Input data:
═══

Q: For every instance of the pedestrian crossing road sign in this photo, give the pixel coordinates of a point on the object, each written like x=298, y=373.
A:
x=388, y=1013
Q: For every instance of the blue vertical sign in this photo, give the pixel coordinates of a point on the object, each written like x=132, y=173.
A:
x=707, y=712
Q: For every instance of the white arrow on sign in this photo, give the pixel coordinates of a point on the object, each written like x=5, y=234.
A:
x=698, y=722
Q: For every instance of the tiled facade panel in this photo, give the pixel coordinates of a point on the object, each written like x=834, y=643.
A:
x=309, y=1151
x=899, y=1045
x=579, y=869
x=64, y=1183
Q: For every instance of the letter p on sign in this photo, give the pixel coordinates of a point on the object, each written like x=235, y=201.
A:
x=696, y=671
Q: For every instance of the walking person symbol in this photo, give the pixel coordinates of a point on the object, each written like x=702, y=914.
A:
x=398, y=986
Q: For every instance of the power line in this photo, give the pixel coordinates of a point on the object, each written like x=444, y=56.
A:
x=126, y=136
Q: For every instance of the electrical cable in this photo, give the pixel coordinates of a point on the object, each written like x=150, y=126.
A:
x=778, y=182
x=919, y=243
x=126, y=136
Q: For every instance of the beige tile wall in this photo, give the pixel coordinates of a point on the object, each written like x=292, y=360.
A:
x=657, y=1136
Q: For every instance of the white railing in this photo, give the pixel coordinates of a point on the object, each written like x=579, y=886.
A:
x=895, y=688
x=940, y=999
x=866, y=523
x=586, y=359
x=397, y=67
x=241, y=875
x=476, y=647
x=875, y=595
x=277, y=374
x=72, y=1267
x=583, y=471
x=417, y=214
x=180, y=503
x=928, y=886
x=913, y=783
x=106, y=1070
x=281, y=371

═══

Work task:
Copy the lines of the entries above that mention "coordinates".

Expected answer:
Q: For every instance of the pedestrian crossing road sign in this photo, give the pixel coordinates of a point on the object, each written like x=298, y=373.
Q: For every instance of the blue vertical sign in this photo, give the pixel coordinates of a point on the object, each written like x=132, y=173.
Q: For every instance of the white arrow on sign in this photo, give the pixel coordinates of a point on the object, each written like x=5, y=234.
Q: For every instance of the tiled facade panel in this photo, give the pixel coordinates of a point on the object, each written like x=834, y=643.
Q: For every instance of the letter p on sign in this photo, give the pixel coordinates of a point on the object, each written like x=235, y=201.
Q: For every instance of the walking person symbol in this photo, give the pixel coordinates of a point on the object, each written like x=702, y=914.
Q: For every instance of the power line in this photo, give the pixel coordinates of a point on the object, each written like x=444, y=56.
Q: For every instance of the electrical cable in this photo, give the pixel coordinates of a point on the object, each written like x=150, y=126.
Q: For every instance of the beige tile wall in this photo, give the pixel coordinates of a point on the object, each written like x=292, y=360.
Q: For every instance of the white railing in this photo, give the pixel coordinates of a point on the object, each written like x=579, y=886.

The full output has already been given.